• Short exercise: Pick out every line in the entries below that contains the word "pectoral" and copy each one. Count a line only when its letters match that word in case.
********************
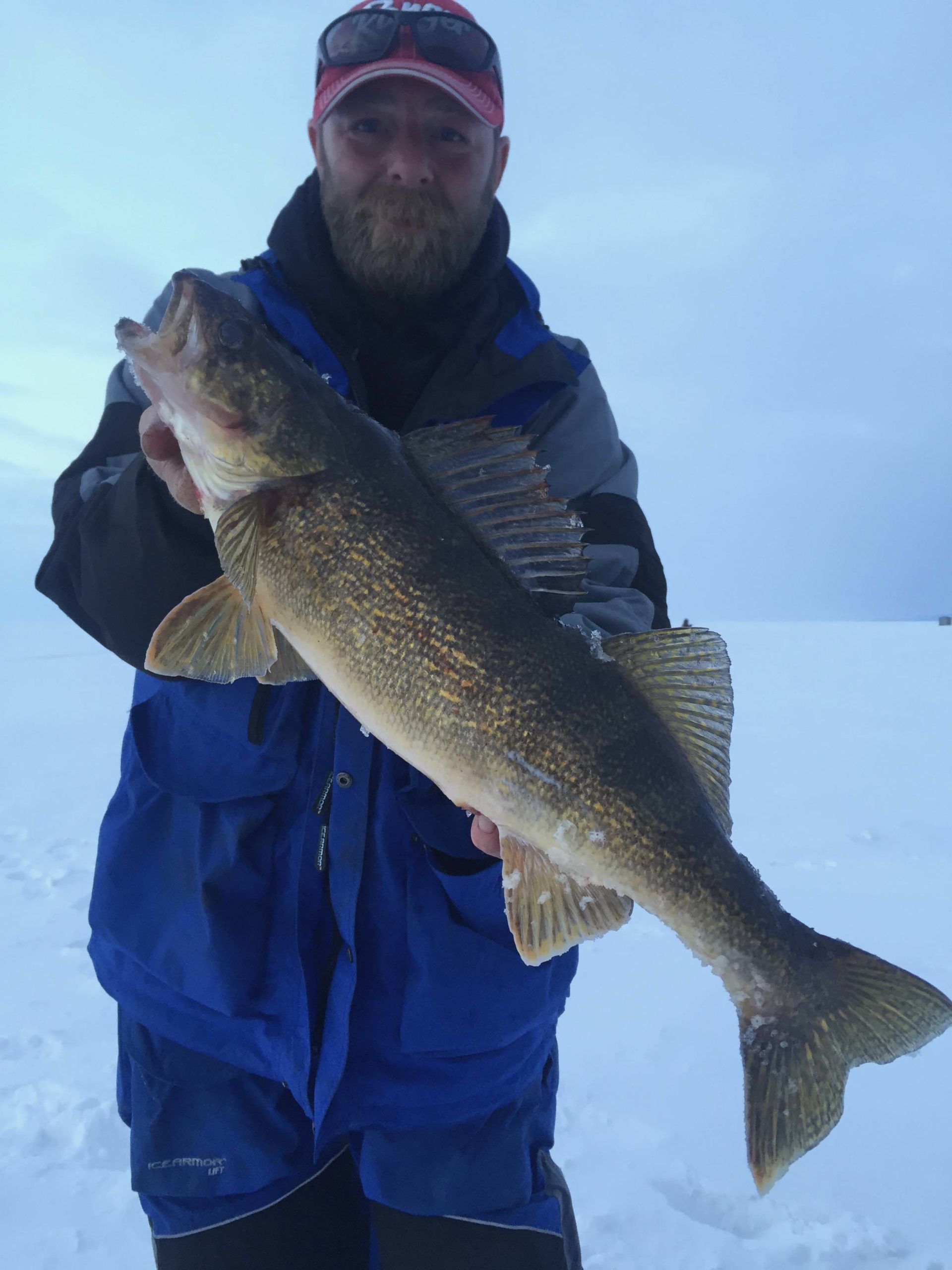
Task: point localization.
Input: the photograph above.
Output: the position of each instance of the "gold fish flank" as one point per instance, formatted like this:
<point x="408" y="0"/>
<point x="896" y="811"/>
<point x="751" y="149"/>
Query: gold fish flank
<point x="377" y="566"/>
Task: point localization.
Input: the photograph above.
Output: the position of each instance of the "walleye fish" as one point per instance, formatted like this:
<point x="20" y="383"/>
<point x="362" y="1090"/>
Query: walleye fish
<point x="418" y="578"/>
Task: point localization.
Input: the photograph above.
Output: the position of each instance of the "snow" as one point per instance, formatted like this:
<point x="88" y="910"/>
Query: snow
<point x="841" y="798"/>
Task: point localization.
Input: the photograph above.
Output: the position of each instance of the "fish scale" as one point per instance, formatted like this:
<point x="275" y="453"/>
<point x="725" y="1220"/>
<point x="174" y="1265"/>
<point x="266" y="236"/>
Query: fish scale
<point x="391" y="571"/>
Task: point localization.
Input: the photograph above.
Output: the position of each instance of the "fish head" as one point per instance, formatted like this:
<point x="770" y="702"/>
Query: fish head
<point x="245" y="409"/>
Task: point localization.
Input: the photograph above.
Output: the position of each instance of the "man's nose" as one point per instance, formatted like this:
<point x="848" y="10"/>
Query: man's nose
<point x="408" y="163"/>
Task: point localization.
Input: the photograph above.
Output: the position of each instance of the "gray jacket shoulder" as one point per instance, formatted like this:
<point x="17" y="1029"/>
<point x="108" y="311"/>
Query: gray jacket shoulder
<point x="578" y="439"/>
<point x="121" y="385"/>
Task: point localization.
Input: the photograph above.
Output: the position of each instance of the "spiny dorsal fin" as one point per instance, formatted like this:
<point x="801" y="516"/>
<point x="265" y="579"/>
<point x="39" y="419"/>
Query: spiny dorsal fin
<point x="237" y="538"/>
<point x="214" y="635"/>
<point x="290" y="667"/>
<point x="489" y="478"/>
<point x="549" y="911"/>
<point x="685" y="675"/>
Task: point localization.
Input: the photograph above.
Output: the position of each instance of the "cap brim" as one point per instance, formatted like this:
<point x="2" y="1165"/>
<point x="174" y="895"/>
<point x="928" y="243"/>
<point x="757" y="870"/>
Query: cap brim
<point x="469" y="94"/>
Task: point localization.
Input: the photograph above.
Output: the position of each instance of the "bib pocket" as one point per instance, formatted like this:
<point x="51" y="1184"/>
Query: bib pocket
<point x="202" y="1128"/>
<point x="189" y="851"/>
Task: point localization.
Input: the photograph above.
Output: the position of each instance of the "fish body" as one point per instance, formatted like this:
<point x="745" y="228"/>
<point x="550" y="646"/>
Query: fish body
<point x="399" y="572"/>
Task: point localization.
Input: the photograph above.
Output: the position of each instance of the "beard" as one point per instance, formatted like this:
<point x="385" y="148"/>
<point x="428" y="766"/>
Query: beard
<point x="403" y="246"/>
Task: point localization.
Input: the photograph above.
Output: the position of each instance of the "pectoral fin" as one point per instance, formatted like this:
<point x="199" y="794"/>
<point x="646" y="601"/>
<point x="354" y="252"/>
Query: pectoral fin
<point x="549" y="911"/>
<point x="214" y="635"/>
<point x="290" y="666"/>
<point x="237" y="538"/>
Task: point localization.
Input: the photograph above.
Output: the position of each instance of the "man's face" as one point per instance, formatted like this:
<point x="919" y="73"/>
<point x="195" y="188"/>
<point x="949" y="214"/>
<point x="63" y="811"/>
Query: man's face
<point x="408" y="181"/>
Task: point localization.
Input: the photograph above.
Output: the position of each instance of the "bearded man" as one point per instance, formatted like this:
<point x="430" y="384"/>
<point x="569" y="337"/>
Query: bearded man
<point x="330" y="1055"/>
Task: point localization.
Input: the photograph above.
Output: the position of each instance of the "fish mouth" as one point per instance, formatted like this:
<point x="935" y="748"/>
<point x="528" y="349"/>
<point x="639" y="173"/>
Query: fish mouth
<point x="162" y="359"/>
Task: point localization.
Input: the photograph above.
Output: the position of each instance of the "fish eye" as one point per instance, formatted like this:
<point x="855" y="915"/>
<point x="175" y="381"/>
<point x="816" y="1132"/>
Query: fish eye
<point x="234" y="333"/>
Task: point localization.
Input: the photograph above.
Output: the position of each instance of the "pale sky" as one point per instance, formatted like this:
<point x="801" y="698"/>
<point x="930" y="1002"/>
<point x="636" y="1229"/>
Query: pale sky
<point x="743" y="207"/>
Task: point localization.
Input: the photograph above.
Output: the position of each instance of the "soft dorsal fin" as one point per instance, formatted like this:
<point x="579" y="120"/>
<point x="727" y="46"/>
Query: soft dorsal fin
<point x="237" y="538"/>
<point x="489" y="478"/>
<point x="214" y="635"/>
<point x="685" y="675"/>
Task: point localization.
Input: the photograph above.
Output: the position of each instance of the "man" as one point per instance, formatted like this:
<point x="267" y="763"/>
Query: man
<point x="329" y="1051"/>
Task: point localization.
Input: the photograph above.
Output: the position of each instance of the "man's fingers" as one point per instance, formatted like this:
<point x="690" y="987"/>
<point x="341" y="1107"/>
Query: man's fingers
<point x="164" y="456"/>
<point x="485" y="836"/>
<point x="158" y="440"/>
<point x="183" y="491"/>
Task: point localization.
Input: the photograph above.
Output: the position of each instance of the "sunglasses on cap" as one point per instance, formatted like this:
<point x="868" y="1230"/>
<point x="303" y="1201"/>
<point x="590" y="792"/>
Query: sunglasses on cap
<point x="443" y="39"/>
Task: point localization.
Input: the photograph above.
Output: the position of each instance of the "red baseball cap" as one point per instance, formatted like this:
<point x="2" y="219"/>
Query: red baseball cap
<point x="479" y="91"/>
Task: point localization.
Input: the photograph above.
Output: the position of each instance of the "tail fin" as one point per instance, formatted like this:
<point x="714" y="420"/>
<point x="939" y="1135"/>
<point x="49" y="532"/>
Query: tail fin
<point x="796" y="1065"/>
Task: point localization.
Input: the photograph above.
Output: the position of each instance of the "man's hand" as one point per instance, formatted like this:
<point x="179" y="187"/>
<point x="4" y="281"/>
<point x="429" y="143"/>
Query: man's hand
<point x="164" y="457"/>
<point x="485" y="835"/>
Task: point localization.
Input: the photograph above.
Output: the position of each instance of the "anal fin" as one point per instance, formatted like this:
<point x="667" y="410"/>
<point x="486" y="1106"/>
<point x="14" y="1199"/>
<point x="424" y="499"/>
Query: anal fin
<point x="549" y="911"/>
<point x="214" y="635"/>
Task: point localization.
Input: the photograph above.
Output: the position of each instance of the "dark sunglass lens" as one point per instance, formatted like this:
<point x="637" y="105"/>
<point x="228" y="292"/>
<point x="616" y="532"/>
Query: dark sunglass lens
<point x="359" y="39"/>
<point x="451" y="42"/>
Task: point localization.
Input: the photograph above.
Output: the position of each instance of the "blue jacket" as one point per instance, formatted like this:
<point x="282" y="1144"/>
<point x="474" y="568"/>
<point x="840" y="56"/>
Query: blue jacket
<point x="278" y="894"/>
********************
• Exercise result:
Output: the position of each instance of the "pectoral fin" as one point per instance, formatted like this:
Query: pectoral fin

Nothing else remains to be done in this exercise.